- [Page excerpt]
##########

Samantha Henig at Columbia Journalism Review takes in the buzz surrounding citizen journalism and finds there is either not much too it or mainstream media is having trouble finding good examples of honest-to-god journalism. She writes:

Two weeks ago we set out some guidelines for distinguishing between “participatory journalists,” who send information and photos in to edited news sites, and “citizen journalists,” who write their own news articles and post them on unedited sites. The need for such a distinction comes in response to major newspapers’ recent tendency to point to anything published online and vaguely involving the news as just another example of the massive explosion that is citizen journalism. Our fear: Perhaps this “explosion” only seems so huge because the vague definition of “citizen journalism” allows newspapers to yield the term with minimal discretion.

The essay is a needed antidote to the outpouring of newspaper articles about citizen journalism, touting it as a “next big thing.” We’re seeing only the beginning of the possibilities for citizen journalism (I prefer the term personal media) and the interaction between publications and readers is only a small part of what’s happening. As the CJR piece points out, citizen journalism/personal media is not about what we think of as readers flooding existing media with rants and raves or snapshots of accidents they happen to be passing. That’s always been a part of media and it’s only the delivery mechanisms (snail mail vs. email; letters to the editor vs. online forums) that have changed.

##########

Extracted records
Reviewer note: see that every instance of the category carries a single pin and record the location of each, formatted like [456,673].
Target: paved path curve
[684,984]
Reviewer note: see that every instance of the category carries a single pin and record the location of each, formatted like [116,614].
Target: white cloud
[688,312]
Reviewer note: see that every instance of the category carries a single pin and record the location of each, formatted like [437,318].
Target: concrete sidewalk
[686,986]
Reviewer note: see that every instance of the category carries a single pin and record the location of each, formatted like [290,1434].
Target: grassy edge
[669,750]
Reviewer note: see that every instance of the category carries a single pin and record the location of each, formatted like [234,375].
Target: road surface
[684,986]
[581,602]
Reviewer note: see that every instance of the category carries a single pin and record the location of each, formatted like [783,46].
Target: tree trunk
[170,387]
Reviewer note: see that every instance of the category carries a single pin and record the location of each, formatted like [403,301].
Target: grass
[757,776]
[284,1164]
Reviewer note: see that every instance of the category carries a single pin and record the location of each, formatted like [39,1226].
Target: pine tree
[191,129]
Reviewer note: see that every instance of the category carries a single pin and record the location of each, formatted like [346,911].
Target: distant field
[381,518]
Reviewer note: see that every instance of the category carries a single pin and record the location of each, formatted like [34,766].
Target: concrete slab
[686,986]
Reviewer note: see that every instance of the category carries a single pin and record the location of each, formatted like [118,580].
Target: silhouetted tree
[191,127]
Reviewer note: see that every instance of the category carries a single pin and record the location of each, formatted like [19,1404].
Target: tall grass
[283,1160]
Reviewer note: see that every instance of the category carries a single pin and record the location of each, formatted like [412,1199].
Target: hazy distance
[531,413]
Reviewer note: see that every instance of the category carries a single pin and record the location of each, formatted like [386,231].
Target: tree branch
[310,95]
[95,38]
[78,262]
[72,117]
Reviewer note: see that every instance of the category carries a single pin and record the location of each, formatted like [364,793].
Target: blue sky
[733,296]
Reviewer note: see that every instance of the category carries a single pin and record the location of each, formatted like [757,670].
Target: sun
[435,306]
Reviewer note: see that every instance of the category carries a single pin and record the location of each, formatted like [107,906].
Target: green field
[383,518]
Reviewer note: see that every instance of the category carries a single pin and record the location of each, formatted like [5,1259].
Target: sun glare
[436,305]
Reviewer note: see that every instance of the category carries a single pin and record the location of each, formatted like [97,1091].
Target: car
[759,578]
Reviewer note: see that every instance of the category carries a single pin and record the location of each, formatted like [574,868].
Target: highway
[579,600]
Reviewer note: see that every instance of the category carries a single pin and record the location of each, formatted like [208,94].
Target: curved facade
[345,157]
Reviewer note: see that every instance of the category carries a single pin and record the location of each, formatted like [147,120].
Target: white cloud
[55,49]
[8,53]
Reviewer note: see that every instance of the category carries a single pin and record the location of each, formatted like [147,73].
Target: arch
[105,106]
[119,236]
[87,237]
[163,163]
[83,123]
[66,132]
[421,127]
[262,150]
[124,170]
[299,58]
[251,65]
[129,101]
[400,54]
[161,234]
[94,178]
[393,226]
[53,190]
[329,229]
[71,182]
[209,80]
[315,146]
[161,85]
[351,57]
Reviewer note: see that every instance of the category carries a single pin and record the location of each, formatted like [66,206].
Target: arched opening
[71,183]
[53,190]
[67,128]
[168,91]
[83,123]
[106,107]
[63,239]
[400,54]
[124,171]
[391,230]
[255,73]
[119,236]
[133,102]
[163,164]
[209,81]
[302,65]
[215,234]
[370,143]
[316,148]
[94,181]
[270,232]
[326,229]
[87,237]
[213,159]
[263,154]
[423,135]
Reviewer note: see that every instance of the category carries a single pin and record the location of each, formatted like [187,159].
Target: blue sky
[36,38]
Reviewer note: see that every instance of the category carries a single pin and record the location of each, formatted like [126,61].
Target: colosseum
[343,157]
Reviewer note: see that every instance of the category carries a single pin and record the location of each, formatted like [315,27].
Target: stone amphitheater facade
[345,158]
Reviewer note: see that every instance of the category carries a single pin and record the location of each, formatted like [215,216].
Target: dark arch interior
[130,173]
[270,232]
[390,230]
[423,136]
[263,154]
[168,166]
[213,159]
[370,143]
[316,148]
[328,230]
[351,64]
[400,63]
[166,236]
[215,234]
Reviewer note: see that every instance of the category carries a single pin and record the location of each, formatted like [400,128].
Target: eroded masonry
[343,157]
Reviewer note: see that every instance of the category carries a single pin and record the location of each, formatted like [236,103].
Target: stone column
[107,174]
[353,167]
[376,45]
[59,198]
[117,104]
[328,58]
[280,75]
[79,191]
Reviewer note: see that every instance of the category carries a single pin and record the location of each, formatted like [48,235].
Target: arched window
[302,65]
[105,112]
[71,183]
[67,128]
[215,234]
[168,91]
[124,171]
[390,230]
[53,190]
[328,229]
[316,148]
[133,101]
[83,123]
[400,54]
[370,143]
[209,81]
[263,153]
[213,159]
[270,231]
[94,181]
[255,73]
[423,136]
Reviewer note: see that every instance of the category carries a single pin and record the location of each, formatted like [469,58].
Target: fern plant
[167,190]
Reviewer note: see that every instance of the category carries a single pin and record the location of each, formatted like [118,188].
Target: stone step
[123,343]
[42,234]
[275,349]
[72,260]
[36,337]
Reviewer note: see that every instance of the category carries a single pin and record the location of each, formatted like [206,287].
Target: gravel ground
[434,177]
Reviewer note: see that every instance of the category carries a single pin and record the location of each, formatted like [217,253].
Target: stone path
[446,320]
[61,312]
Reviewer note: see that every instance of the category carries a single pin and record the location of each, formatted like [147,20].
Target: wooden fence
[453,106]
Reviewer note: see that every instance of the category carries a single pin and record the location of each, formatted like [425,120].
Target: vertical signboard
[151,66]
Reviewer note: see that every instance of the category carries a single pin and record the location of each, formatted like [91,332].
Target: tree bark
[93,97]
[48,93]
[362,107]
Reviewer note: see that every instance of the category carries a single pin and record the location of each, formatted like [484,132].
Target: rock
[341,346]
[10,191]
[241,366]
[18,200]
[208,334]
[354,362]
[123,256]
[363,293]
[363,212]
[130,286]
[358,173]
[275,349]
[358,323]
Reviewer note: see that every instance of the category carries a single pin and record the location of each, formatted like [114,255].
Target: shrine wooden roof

##########

- [Required tasks]
a - Please copy the citizen journalism commentary word for word from "Samantha Henig at" to "with minimal discretion.".
b - Answer these questions using the citizen journalism commentary:
(i) What term does the CJR piece use for people who send information and photos in to edited news sites?
(ii) Which term does the commentary's writer say they prefer to "citizen journalism"?
(iii) Who is named as writing at Columbia Journalism Review?
c - Write the next part of the citizen journalism commentary, starting after its final sentence.
This listing was drawn from a separate source.

- [Answers for the exercise]
a -
Samantha Henig at Columbia Journalism Review takes in the buzz surrounding citizen journalism and finds there is either not much too it or mainstream media is having trouble finding good examples of honest-to-god journalism. She writes:

Two weeks ago we set out some guidelines for distinguishing between “participatory journalists,” who send information and photos in to edited news sites, and “citizen journalists,” who write their own news articles and post them on unedited sites. The need for such a distinction comes in response to major newspapers’ recent tendency to point to anything published online and vaguely involving the news as just another example of the massive explosion that is citizen journalism. Our fear: Perhaps this “explosion” only seems so huge because the vague definition of “citizen journalism” allows newspapers to yield the term with minimal discretion.

b -
(i) Participatory journalists
(ii) Personal media
(iii) Samantha Henig

c -
We have other examples that bear more study and that have so far slipped beneath the notice of big media, sites like Barry Parr’s Coastsider.

The danger is that the attention being paid to citizen journalism, and the misreading of what it is and will become, may leave the majority of people with the idea that citizen journalism is only about new-form letters to the editor or about a slightly changed relationship between media and “consumer.” If the only examples of it that people are exposed to are weak and pallid, it will be harder for serious citizen journalism experiments and initiatives to gain much traction.

UPDATE: Even before I finished this post (no, bloggers don’t just dash off whatever happens to pop into their heads, or at least this blogger doesn’t), I came across Terry Heaton’s excellent post on what’s happening in the space where mainstream media and personal media collide. It adds a lot to the continuing discussion about what media is becoming.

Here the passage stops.